→ **What needs to be done**: No pictures should be carried over. Output all other parts of the entries verbatim.

(Saved data entries)
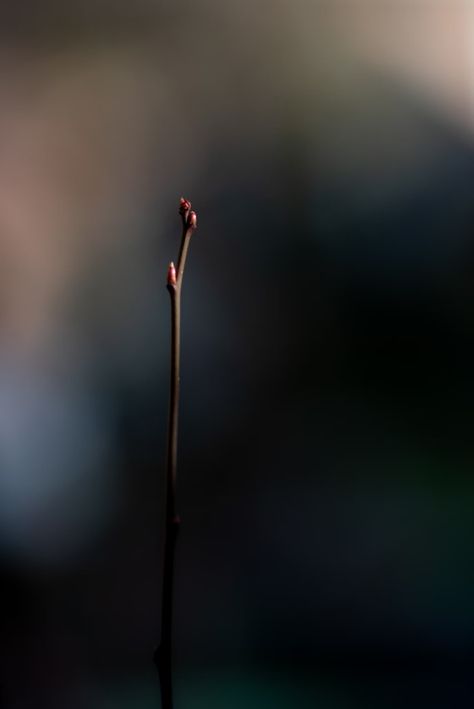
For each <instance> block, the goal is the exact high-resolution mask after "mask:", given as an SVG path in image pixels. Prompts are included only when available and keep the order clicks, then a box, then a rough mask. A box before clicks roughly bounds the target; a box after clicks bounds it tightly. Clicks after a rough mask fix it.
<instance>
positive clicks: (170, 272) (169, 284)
mask: <svg viewBox="0 0 474 709" xmlns="http://www.w3.org/2000/svg"><path fill="white" fill-rule="evenodd" d="M168 285H169V286H175V285H176V268H175V266H174V263H173V262H172V261H171V263H170V265H169V267H168Z"/></svg>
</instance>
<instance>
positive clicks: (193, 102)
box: [0, 0, 474, 546]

→ **Result of this task**:
For each <instance> block, the goal is the exact high-resolution mask after "mask:", given as an SVG path in image pixels. Prompts are included only when available and keep the order clicks, then a box, then a rough mask. A box before clicks roughly bounds the target; a box after clicks bounds it tightly. Clicks after a rough mask fix it.
<instance>
positive clicks: (170, 272) (169, 284)
mask: <svg viewBox="0 0 474 709" xmlns="http://www.w3.org/2000/svg"><path fill="white" fill-rule="evenodd" d="M168 285H169V286H175V285H176V268H175V266H174V263H173V262H172V261H171V263H170V265H169V267H168Z"/></svg>
</instance>
<instance>
positive clicks: (193, 102)
box: [0, 0, 474, 546]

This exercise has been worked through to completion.